● **What the task asks**: Every record must be copied exactly, except that pictures are dropped.

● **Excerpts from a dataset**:
↓

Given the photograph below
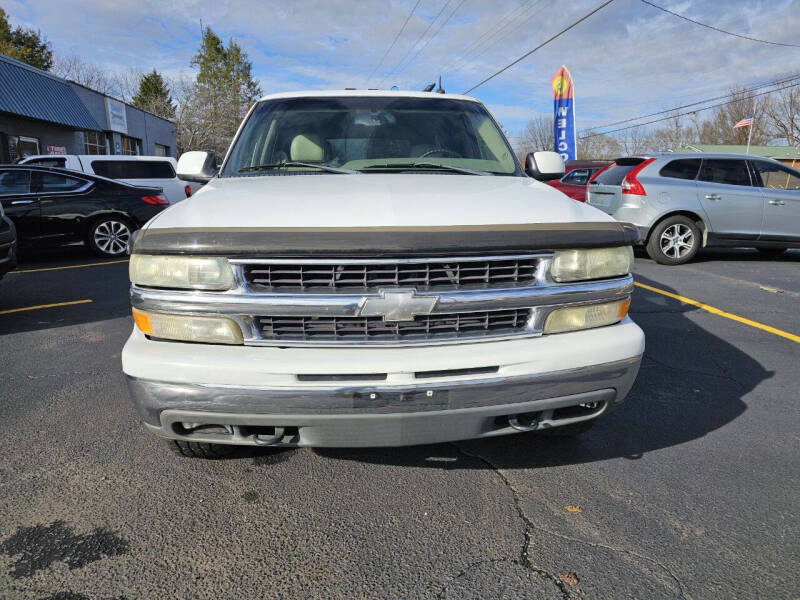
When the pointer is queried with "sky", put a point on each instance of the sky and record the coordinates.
(627, 60)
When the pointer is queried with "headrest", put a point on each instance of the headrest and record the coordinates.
(307, 148)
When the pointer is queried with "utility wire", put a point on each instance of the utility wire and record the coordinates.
(425, 45)
(414, 45)
(491, 31)
(674, 108)
(527, 54)
(397, 37)
(478, 52)
(744, 37)
(583, 137)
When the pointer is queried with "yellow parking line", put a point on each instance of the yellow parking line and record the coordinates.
(722, 313)
(108, 262)
(38, 306)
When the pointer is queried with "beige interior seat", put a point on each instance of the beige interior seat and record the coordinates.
(307, 147)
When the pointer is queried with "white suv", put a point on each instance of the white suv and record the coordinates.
(376, 269)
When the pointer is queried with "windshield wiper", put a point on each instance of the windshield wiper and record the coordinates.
(427, 165)
(296, 163)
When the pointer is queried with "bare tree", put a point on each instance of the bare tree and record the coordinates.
(783, 115)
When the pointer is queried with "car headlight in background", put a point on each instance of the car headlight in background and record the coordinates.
(595, 263)
(587, 316)
(188, 328)
(185, 272)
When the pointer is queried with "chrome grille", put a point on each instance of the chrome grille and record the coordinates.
(370, 275)
(365, 329)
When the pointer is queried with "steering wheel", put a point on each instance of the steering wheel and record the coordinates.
(444, 150)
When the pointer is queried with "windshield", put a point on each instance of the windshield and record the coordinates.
(370, 134)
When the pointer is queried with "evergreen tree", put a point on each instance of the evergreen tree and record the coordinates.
(223, 90)
(153, 96)
(26, 45)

↑

● **Answer space**:
Given the photograph below
When the pointer is queried with "sky", put a point on each instance of the sky and record the coordinates.
(627, 60)
When the pointer is queried with "headrest", put a point on each instance of the headrest and record the coordinates.
(307, 148)
When the pointer is queried with "utility wire", put a point on each instance of the utility wire and record the coordinates.
(425, 45)
(414, 45)
(491, 31)
(674, 108)
(527, 54)
(397, 37)
(478, 52)
(744, 37)
(583, 137)
When the pointer is queried with "yellow parking line", put a point on each instance of the yellow parking line and record the coordinates.
(722, 313)
(108, 262)
(38, 306)
When the pointer is queried with "beige interior seat", put a point on each instance of the beige interior seat and record the coordinates.
(307, 147)
When the pointer is queried with "white suv", put a point on each instance of the white suv and record the coordinates.
(376, 269)
When the pointer is queried with "windshield wiper", put a point on each instance of the windshield wiper and record the coordinates.
(427, 165)
(296, 163)
When the pointer is queried with "bare tree", put a point on each instance of the bare tree and record the coordinates.
(783, 115)
When the pointer is queried with "car headlight in background", put a point on each instance of the car headlight in background and record the coordinates.
(595, 263)
(587, 316)
(188, 328)
(185, 272)
When the pointer is queried with "chrome grille", put a point on each instance of the chrome grille and record the coordinates.
(370, 275)
(365, 329)
When the pointer is queried with "steering wheel", put a point on each instance of the steering wheel and record the coordinates.
(444, 150)
When the pointer is queried with "windshield", put a point on each instance of the windshield and record the coordinates.
(370, 134)
When the pointer is queried with "evergreen tree", put a point on each instance of the evergreen tree and record the coordinates.
(223, 90)
(153, 96)
(26, 45)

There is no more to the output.